OBJECTIVE ->
Copy out every record precisely.

ENTRIES SUPPLIED ->
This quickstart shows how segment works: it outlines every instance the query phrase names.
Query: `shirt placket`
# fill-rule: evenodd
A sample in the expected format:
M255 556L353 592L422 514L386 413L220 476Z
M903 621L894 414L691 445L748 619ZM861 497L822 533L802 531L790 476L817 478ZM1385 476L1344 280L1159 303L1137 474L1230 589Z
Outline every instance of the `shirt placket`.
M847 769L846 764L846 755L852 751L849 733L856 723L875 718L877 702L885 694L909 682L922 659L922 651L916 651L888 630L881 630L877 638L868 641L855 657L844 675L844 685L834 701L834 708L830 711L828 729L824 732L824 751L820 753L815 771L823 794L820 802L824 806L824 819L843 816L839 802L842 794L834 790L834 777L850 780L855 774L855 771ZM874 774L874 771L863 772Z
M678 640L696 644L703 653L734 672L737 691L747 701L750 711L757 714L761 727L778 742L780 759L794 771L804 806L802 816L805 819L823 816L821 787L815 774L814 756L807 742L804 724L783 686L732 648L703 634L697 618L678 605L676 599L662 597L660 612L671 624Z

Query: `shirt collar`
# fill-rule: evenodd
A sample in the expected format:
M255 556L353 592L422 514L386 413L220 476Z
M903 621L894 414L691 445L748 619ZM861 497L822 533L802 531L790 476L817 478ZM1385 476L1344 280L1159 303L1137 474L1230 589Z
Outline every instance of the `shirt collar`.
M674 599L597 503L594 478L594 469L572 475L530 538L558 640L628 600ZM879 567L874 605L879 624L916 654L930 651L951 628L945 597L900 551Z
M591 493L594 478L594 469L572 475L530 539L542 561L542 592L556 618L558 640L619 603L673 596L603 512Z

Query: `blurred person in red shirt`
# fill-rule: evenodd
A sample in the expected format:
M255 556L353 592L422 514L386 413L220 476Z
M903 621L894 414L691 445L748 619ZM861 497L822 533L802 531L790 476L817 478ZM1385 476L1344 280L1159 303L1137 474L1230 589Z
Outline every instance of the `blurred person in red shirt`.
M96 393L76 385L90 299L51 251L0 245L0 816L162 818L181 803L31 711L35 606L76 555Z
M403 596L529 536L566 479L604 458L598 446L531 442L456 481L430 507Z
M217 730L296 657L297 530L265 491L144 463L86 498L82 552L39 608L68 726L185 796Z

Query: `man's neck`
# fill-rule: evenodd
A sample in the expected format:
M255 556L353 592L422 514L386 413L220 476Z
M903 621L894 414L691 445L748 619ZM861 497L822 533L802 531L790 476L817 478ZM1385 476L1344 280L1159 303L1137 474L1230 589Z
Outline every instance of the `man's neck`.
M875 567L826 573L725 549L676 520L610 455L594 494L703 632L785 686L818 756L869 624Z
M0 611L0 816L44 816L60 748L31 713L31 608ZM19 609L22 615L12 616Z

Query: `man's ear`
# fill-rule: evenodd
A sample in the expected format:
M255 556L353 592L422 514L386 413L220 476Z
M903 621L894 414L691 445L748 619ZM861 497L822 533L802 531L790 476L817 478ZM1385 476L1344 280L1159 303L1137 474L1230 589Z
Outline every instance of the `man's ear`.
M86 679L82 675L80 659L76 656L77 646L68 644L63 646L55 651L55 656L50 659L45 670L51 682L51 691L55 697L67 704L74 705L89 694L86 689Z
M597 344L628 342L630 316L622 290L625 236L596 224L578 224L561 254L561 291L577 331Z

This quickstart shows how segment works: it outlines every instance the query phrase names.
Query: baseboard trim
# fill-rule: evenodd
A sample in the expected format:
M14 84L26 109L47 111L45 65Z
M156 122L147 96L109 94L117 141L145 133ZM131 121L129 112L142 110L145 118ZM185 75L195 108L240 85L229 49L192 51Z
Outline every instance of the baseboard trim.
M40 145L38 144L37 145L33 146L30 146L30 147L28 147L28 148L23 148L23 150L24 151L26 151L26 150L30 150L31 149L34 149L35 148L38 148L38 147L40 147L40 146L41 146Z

ANSWER TO THE EXERCISE ->
This quickstart shows how segment works: it outlines every instance the query phrase names.
Query: `shirt placket`
# fill-rule: evenodd
A sample in the expected format:
M255 556L353 592L422 514L386 413L220 476Z
M903 621L894 414L691 445L748 619ZM861 497L822 533L802 531L790 476L817 478ZM1385 476L1344 280L1159 303L1137 474L1230 589Z
Outline every instance of the `shirt placket`.
M847 769L846 764L846 755L852 751L849 733L856 723L875 718L877 702L885 694L909 682L922 659L922 651L916 651L888 630L881 630L877 638L868 641L855 657L844 675L844 685L834 701L834 708L830 711L828 729L824 732L824 751L820 753L815 771L823 794L820 802L824 806L824 819L843 816L839 802L842 794L834 790L834 777L850 780L855 774L855 771ZM874 774L874 771L863 772Z
M678 640L696 644L703 653L734 672L737 691L747 701L750 711L757 714L761 727L778 742L780 759L794 771L804 806L802 816L805 819L823 816L821 787L815 774L814 756L807 742L804 724L783 686L732 648L703 634L697 618L678 605L676 599L662 597L660 612L671 624Z

Query: `shirt collar`
# fill-rule: evenodd
A sample in the expected format:
M255 556L353 592L422 514L386 413L220 476Z
M903 621L894 414L691 445L748 619ZM861 497L822 533L802 531L790 476L817 478ZM1385 476L1344 280L1159 303L1137 474L1230 589Z
Outline every instance of the `shirt collar`.
M674 599L597 503L594 478L594 469L572 475L530 538L558 640L628 600ZM879 567L874 605L879 624L916 654L930 651L951 628L945 597L900 551Z
M591 493L594 478L594 469L572 475L530 539L542 561L542 592L556 618L558 640L619 603L673 596L603 512Z

Query: `blurred person in red shirt`
# fill-rule: evenodd
A sample in the expected format:
M255 556L353 592L422 514L386 413L220 476Z
M903 621L894 414L691 445L748 619ZM861 497L822 533L802 531L790 476L817 478ZM1385 476L1344 280L1159 303L1137 474L1230 589Z
Outline every instance of the `blurred person in red shirt`.
M96 393L76 385L90 299L51 251L0 245L0 816L162 818L181 803L31 711L35 606L76 555Z
M403 596L529 536L566 479L604 458L598 446L531 442L456 481L430 507Z
M217 730L296 657L297 530L265 491L144 463L86 498L82 552L39 608L68 726L185 796Z

Query: `man's neck`
# fill-rule: evenodd
A sample in the expected format:
M255 556L353 592L422 514L386 413L220 476Z
M903 621L894 414L691 445L748 619ZM861 497L822 533L802 531L790 476L817 478ZM1385 476L1344 280L1159 303L1137 474L1230 589Z
Outline every instance of the `man's neck`.
M875 567L826 573L725 549L676 520L610 455L594 494L703 632L785 686L818 756L869 624Z
M0 611L0 816L44 816L60 748L31 713L31 608ZM19 609L22 615L12 616Z

Query: `man's ear`
# fill-rule: evenodd
A sample in the expected format:
M255 556L353 592L422 514L386 413L220 476Z
M903 621L894 414L691 445L748 619ZM861 497L822 533L802 531L790 476L817 478ZM1385 476L1344 280L1159 303L1137 474L1230 589Z
Outline every instance of the `man's ear`.
M86 679L82 675L80 659L76 656L77 646L68 644L63 646L55 651L55 656L50 659L45 670L51 682L51 691L55 697L67 704L74 705L89 694L86 689Z
M597 344L628 342L630 316L622 290L625 236L596 224L578 224L561 254L561 291L577 331Z

This quickstart shows how segment works: it outlines every instance the query phrase names.
Query: baseboard trim
# fill-rule: evenodd
A sample in the expected format:
M14 84L26 109L47 111L45 65Z
M156 122L147 96L109 94L117 141L145 133ZM131 121L129 112L142 110L145 118ZM185 75L195 108L240 85L229 49L192 51Z
Outline every instance of the baseboard trim.
M40 145L38 144L37 145L33 146L30 146L30 147L28 147L28 148L23 148L23 150L24 151L26 151L26 150L30 150L31 149L34 149L35 148L38 148L38 147L40 147L40 146L41 146Z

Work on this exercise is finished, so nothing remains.